[[ Input material open ]]

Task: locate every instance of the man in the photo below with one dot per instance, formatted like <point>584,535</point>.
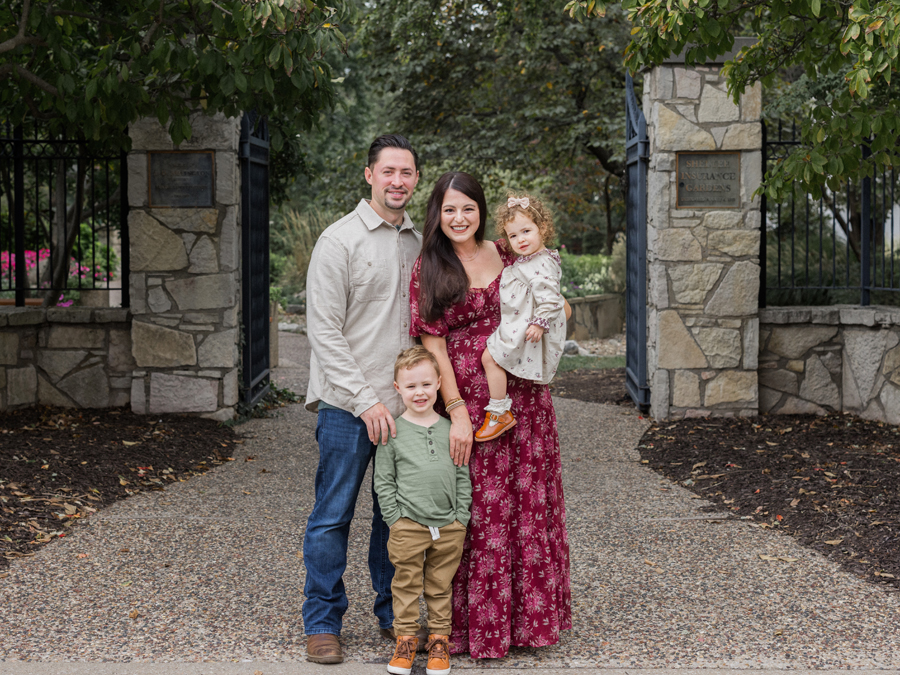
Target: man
<point>357,293</point>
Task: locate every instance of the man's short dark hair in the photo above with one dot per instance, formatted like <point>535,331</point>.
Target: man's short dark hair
<point>390,141</point>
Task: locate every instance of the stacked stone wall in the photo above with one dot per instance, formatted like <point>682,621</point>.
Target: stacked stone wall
<point>69,357</point>
<point>185,279</point>
<point>702,264</point>
<point>830,359</point>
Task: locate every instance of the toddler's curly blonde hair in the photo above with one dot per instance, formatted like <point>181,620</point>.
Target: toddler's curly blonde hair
<point>536,211</point>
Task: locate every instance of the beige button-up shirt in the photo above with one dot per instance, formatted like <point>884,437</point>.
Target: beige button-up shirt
<point>357,310</point>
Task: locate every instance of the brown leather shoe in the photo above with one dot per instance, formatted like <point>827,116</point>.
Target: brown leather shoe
<point>404,655</point>
<point>323,648</point>
<point>495,425</point>
<point>438,655</point>
<point>421,636</point>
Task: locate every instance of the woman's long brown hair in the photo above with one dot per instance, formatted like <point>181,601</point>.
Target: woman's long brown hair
<point>443,279</point>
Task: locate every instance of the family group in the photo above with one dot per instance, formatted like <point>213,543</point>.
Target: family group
<point>467,485</point>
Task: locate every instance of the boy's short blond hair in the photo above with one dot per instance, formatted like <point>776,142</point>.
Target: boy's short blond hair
<point>413,356</point>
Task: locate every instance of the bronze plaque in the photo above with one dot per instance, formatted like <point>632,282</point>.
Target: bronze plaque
<point>182,179</point>
<point>708,180</point>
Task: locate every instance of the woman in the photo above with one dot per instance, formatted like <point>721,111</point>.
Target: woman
<point>512,586</point>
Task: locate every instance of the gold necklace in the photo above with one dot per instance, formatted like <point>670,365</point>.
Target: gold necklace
<point>477,251</point>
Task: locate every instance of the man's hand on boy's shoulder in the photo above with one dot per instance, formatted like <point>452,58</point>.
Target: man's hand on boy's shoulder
<point>379,423</point>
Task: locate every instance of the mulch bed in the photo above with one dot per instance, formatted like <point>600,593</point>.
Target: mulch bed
<point>58,465</point>
<point>832,482</point>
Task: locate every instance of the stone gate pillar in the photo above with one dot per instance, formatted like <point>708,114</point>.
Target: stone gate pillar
<point>185,267</point>
<point>703,243</point>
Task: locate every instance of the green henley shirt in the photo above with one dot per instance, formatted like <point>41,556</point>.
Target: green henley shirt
<point>415,477</point>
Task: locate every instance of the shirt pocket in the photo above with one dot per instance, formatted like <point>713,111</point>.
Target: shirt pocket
<point>370,280</point>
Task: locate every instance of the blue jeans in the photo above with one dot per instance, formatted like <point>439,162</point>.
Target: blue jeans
<point>345,453</point>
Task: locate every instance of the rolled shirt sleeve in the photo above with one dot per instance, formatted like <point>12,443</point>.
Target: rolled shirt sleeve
<point>385,483</point>
<point>327,290</point>
<point>357,309</point>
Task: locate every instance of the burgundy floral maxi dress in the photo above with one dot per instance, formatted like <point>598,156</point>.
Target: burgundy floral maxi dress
<point>512,586</point>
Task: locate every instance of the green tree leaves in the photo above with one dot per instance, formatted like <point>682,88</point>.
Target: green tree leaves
<point>855,47</point>
<point>81,68</point>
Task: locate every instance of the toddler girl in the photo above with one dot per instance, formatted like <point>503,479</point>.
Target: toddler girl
<point>529,341</point>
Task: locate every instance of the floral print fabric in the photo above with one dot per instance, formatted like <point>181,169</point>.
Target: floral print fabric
<point>529,294</point>
<point>512,585</point>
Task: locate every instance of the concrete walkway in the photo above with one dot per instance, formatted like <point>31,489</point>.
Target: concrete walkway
<point>205,578</point>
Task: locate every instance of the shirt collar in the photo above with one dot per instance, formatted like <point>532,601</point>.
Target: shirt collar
<point>373,220</point>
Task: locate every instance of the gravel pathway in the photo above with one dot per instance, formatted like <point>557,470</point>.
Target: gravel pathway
<point>209,569</point>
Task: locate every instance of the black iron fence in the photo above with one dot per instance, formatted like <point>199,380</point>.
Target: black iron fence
<point>63,220</point>
<point>840,248</point>
<point>254,155</point>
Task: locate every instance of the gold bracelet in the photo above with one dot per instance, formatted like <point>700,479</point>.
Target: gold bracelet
<point>455,403</point>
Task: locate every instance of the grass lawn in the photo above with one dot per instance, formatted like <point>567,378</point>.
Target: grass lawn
<point>567,363</point>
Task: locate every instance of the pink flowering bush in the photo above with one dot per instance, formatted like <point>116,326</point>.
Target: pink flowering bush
<point>34,258</point>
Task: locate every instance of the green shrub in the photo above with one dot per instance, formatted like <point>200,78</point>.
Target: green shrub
<point>590,274</point>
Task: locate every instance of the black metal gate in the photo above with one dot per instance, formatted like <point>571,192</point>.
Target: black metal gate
<point>63,219</point>
<point>254,156</point>
<point>637,150</point>
<point>842,247</point>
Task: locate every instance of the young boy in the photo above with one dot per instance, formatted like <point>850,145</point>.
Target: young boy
<point>425,501</point>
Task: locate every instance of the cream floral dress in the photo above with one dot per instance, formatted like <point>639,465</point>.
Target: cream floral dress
<point>529,294</point>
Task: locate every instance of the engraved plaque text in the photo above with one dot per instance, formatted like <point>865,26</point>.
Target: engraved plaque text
<point>181,179</point>
<point>708,180</point>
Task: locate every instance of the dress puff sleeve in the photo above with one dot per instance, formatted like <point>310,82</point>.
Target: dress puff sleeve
<point>548,301</point>
<point>419,325</point>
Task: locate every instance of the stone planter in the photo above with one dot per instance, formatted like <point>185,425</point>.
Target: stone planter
<point>596,316</point>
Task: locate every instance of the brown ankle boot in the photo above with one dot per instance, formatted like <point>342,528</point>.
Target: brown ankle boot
<point>438,655</point>
<point>404,655</point>
<point>495,425</point>
<point>323,648</point>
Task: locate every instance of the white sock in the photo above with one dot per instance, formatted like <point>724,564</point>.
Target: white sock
<point>498,406</point>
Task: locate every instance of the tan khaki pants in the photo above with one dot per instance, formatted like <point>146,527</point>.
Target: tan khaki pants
<point>416,556</point>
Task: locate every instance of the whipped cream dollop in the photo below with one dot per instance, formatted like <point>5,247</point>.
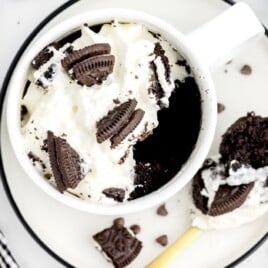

[[ Input material closed ]]

▶ [Problem requirements]
From the first line above to the last, reproduce the records exactly but without the pictures.

▶ [Task solution]
Task: locate every instance of the man in the photo below with one dot per instance, formatted like <point>584,535</point>.
Target: man
<point>357,293</point>
Task: locate every instance of the man's short dark hair in the photo above with one dot per instance, formatted like <point>535,331</point>.
Target: man's short dark hair
<point>390,141</point>
Task: locate every instance of the stacked stone wall in the photo above with one dot per instance, formatted like <point>682,621</point>.
Target: stacked stone wall
<point>69,357</point>
<point>185,279</point>
<point>702,264</point>
<point>830,359</point>
Task: locate every instance of the toddler's curly blonde hair in the photo above with one dot per instance, formatted like <point>181,620</point>.
Target: toddler's curly blonde hair
<point>536,211</point>
Task: locate every instance of the beige button-up shirt in the photo above with one dot per instance, formatted like <point>884,437</point>.
Target: beige button-up shirt
<point>357,310</point>
Task: locate every instance of the brown leather shoe in the photo above with one dot per instance, formatted like <point>827,116</point>.
Target: brown leather shoe
<point>404,655</point>
<point>323,648</point>
<point>495,425</point>
<point>438,655</point>
<point>421,636</point>
Task: locate every instance of the woman's long brown hair in the photo above with one dot per instance, formatted like <point>181,601</point>.
Target: woman's long brown hair
<point>443,279</point>
Task: locate every instance of the family group in the photo above with one dot per instance, formatted like <point>213,543</point>.
Target: family group
<point>467,485</point>
Task: locate every instance of the boy's short blond hair in the photo above with one dot per instance, formatted like <point>776,142</point>.
Target: boy's short blond hair
<point>413,356</point>
Task: locate every instance of the bronze plaque in the photo above with one dot per instance, formatted like <point>632,282</point>.
Target: bronze plaque
<point>182,179</point>
<point>708,180</point>
Task: locate every instance of the woman in the photo above with one dot per instance, formatted like <point>721,111</point>.
Target: woman
<point>512,586</point>
Task: locate every instance of the gold necklace in the photo above with one dot per instance, formatted like <point>670,365</point>.
Target: gold necklace
<point>477,251</point>
Task: locate every instance of the man's hand on boy's shoulder in the photo above with one dot per instance, formatted like <point>452,58</point>.
Target: man's hand on boy's shoulder
<point>379,423</point>
Task: locate every instance of the mulch bed in the photo above with one dot per instance, formatted like <point>600,593</point>.
Target: mulch bed
<point>58,465</point>
<point>832,482</point>
Task: locate every instance of the stone gate pillar in the photo above with one dot per instance, formatted like <point>708,114</point>.
Target: stone gate pillar
<point>185,267</point>
<point>703,243</point>
Task: locate every instance of the green henley shirt in the photo above with one dot per instance, formatted like <point>41,556</point>.
Target: green henley shirt
<point>415,477</point>
Task: locate every instance of the shirt pocket in the photo above with one dot per instance, formatted like <point>713,111</point>.
Target: shirt pocket
<point>370,280</point>
Task: locate every instance of the blue jeans in the photo above with one dot per instance, formatted like <point>439,162</point>.
Target: blue jeans
<point>345,453</point>
Task: locate every instance of the rolled shirt sleeve in the photo above with one dot per instance, formatted like <point>12,443</point>.
Target: rolled shirt sleeve
<point>385,483</point>
<point>327,290</point>
<point>357,309</point>
Task: locate every instance of the burgundy floral maxi dress in the photo above with one dot per instance, formatted like <point>598,156</point>.
Target: burgundy floral maxi dress
<point>512,586</point>
Task: locate every instance of the green tree leaves in the photo above with one dot per instance, formatted like <point>682,88</point>.
Target: green tree leaves
<point>855,47</point>
<point>81,68</point>
Task: locate every instance of the toddler girl in the photo above with one dot per instance, formatted like <point>503,479</point>.
Target: toddler girl
<point>529,341</point>
Task: locate every instance of the floral print fabric in the photo above with one dot per instance, formatted like <point>181,169</point>.
Target: floral print fabric
<point>529,294</point>
<point>512,585</point>
Task: locate every instance of the concrete walkway in the photo above with one dot per instance, formatted like <point>31,489</point>.
Target: concrete walkway
<point>205,578</point>
Task: locate every instance of the shirt collar in the photo above with one dot per instance, formatted like <point>532,601</point>.
Target: shirt collar
<point>373,220</point>
Task: locate every instance of the gravel pathway in the photo above with one dot per instance, formatted like <point>557,470</point>.
Target: gravel pathway
<point>209,569</point>
Task: locate every instance of the black iron fence in the photo above with one dot per instance, formatted like <point>199,380</point>.
Target: black iron fence
<point>63,220</point>
<point>840,248</point>
<point>254,155</point>
Task: locate every instance of the gold bracelet in the photo above with one dot per instance, formatted like <point>700,479</point>.
Target: gold bracelet
<point>455,403</point>
Task: locate every instance of the grass lawn in the photo above with one dot per instance, formatted like <point>567,378</point>.
Target: grass lawn
<point>567,363</point>
Task: locate every instance of the pink flowering bush in the photo above with one dot per instance, formatted like <point>116,326</point>.
Target: pink flowering bush
<point>34,258</point>
Task: locate every instance of the green shrub in the photo above with one dot per instance, formatted like <point>200,78</point>.
Target: green shrub
<point>590,274</point>
Task: locate every instance of the black metal gate in the photo above with one dot per instance, formatted like <point>571,192</point>.
Target: black metal gate
<point>63,219</point>
<point>254,156</point>
<point>637,150</point>
<point>842,247</point>
Task: locate every instance of the young boy in the photo above with one dot per instance, formatted like <point>850,145</point>.
Target: young boy
<point>425,501</point>
Task: locate every instance of the cream floral dress in the photo above with one dot per instance, formatted like <point>639,465</point>.
Target: cream floral dress
<point>529,294</point>
Task: locate every instance of the engraved plaque text in the photo above with one dot per instance, formatted like <point>865,26</point>.
Target: engraved plaque text
<point>181,179</point>
<point>708,180</point>
Task: locate every instance of the dress puff sleeve in the photo above with one dot per instance, formatted like <point>310,82</point>.
Target: dress puff sleeve
<point>548,301</point>
<point>419,325</point>
Task: locate every instance of the stone planter in the photo above with one dot per instance, formatted like <point>185,425</point>.
Target: stone planter
<point>596,316</point>
Task: locate every instance of the brown ankle boot in the photo above with one dot per instance, formatted like <point>342,528</point>.
Target: brown ankle boot
<point>438,655</point>
<point>404,655</point>
<point>495,425</point>
<point>323,648</point>
Task: locate every instance of the white sock in the photo above with one dot per instance, formatted like <point>724,564</point>.
Target: white sock
<point>498,406</point>
Task: locate every instance of the tan khaki pants in the photo above with one dot per instance, formatted like <point>146,527</point>.
Target: tan khaki pants
<point>416,556</point>
Task: locate every instance of the whipped cream dollop in the photo below with one dot per instance, formatted like <point>5,247</point>.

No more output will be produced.